◆ **SHORT PROBLEM**:
Here are some records. Copy each one exactly.

◆ **RECORDS FOR THIS EXERCISE**:
-- Start --

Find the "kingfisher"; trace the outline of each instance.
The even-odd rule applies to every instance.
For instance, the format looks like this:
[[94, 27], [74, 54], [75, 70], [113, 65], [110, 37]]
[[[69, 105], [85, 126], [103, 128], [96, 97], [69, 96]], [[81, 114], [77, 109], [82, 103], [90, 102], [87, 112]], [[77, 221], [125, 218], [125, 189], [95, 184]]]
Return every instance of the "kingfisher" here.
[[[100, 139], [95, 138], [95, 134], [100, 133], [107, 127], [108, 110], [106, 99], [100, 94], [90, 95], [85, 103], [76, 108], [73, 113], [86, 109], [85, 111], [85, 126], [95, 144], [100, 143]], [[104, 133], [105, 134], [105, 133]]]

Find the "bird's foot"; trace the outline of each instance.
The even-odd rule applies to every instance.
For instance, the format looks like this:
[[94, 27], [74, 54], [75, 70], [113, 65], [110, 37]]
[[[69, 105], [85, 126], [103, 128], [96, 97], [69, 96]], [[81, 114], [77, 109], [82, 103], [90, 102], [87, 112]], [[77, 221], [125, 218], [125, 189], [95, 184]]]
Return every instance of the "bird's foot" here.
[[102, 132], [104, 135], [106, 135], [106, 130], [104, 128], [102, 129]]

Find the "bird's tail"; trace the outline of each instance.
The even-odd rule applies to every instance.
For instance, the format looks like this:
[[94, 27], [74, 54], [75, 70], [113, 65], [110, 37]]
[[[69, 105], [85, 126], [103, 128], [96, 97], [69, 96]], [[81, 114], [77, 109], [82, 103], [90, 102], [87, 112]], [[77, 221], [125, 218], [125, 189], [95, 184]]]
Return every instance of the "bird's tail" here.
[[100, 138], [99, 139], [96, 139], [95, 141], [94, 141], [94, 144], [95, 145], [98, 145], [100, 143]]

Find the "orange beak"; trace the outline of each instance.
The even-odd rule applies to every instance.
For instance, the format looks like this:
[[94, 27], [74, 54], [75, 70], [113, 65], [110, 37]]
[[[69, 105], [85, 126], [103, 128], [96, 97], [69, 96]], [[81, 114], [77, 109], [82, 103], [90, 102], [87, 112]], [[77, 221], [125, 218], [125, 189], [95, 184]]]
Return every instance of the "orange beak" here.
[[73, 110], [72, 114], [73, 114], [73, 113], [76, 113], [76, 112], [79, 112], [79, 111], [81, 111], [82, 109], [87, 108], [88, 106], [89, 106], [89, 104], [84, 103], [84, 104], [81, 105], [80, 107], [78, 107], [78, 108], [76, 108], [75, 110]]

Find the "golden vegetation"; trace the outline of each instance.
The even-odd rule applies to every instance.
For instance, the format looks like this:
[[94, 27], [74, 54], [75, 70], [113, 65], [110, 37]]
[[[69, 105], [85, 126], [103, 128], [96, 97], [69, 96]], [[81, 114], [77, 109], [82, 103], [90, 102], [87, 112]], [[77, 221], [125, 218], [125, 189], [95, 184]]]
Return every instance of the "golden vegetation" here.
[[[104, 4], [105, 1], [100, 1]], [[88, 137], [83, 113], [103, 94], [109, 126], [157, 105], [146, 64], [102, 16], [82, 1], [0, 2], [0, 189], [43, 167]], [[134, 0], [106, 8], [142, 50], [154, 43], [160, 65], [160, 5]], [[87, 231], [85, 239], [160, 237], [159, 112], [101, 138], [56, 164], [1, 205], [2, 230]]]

-- End --

◆ **WORKED SOLUTION**:
Find the "kingfisher"; trace the outline of each instance.
The even-odd rule applies to every instance.
For instance, the format looks like this:
[[94, 27], [74, 54], [75, 70], [113, 65], [110, 37]]
[[[69, 105], [85, 126], [103, 128], [96, 97], [69, 96]], [[81, 114], [77, 109], [82, 103], [90, 102], [87, 112]], [[77, 221], [125, 218], [125, 189], [95, 184]]]
Return every instance of the "kingfisher" here.
[[[100, 139], [95, 138], [95, 134], [100, 133], [107, 127], [108, 110], [106, 99], [100, 94], [90, 95], [85, 103], [76, 108], [73, 113], [86, 109], [85, 111], [85, 126], [95, 144], [100, 143]], [[104, 133], [105, 134], [105, 133]]]

Find the "bird's foot"; trace the outline of each instance.
The even-odd rule applies to every instance.
For instance, the format looks like this:
[[94, 27], [74, 54], [75, 70], [113, 65], [110, 37]]
[[[69, 105], [85, 126], [103, 128], [96, 97], [69, 96]], [[81, 114], [77, 109], [82, 103], [90, 102], [87, 112]], [[77, 221], [125, 218], [125, 189], [95, 184]]]
Return every instance of the "bird's foot" here.
[[102, 132], [104, 135], [106, 135], [106, 130], [104, 128], [102, 129]]

Find the "bird's tail"; trace the outline of each instance.
The even-odd rule applies to every instance.
For instance, the format looks like this:
[[94, 27], [74, 54], [75, 70], [113, 65], [110, 37]]
[[[69, 105], [85, 126], [103, 128], [96, 97], [69, 96]], [[81, 114], [77, 109], [82, 103], [90, 102], [87, 112]], [[77, 221], [125, 218], [125, 189], [95, 184]]]
Return every instance of the "bird's tail" here.
[[100, 138], [99, 139], [96, 139], [95, 141], [94, 141], [94, 144], [95, 145], [98, 145], [100, 143]]

Find the "orange beak"; trace the outline of each instance.
The even-odd rule applies to every instance.
For instance, the format looks like this:
[[94, 27], [74, 54], [75, 70], [113, 65], [110, 37]]
[[[69, 105], [85, 126], [103, 128], [96, 97], [69, 96]], [[81, 114], [77, 109], [82, 103], [90, 102], [87, 112]], [[77, 221], [125, 218], [125, 189], [95, 184]]]
Return every instance of the "orange beak" here.
[[73, 110], [72, 114], [73, 114], [73, 113], [76, 113], [76, 112], [79, 112], [79, 111], [81, 111], [82, 109], [87, 108], [88, 106], [89, 106], [89, 104], [84, 103], [84, 104], [81, 105], [80, 107], [78, 107], [78, 108], [76, 108], [75, 110]]

Find the "golden vegetation"; trace the outline of each instance.
The even-odd rule applies to every instance.
For instance, the format looks like this:
[[94, 27], [74, 54], [75, 70], [113, 65], [110, 37]]
[[[69, 105], [85, 126], [103, 128], [96, 97], [69, 96]], [[81, 114], [77, 109], [82, 103], [90, 102], [87, 112]], [[77, 221], [125, 218], [125, 189], [95, 184]]]
Return every instance of the "golden vegetation" here.
[[[104, 4], [105, 1], [100, 1]], [[88, 137], [83, 113], [103, 94], [109, 126], [157, 105], [146, 64], [102, 16], [82, 1], [0, 2], [0, 189], [43, 167]], [[134, 0], [106, 8], [142, 50], [154, 43], [160, 65], [160, 5]], [[87, 231], [85, 239], [160, 237], [159, 112], [101, 138], [56, 164], [1, 205], [2, 230]]]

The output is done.